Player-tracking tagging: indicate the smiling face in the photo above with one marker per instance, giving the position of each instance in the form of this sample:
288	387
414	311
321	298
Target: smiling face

### EXERCISE DIRECTIONS:
Rewrite each line of the records above as a numbered list, omitting any blank lines.

### OUTPUT FOR THIS EXERCISE:
1. Player-tracking tagging: indicate the smiling face in the photo above with one marker per instance, giving the position of each instance in the form of this sample:
2. 288	387
3. 414	311
4. 321	298
5. Target: smiling face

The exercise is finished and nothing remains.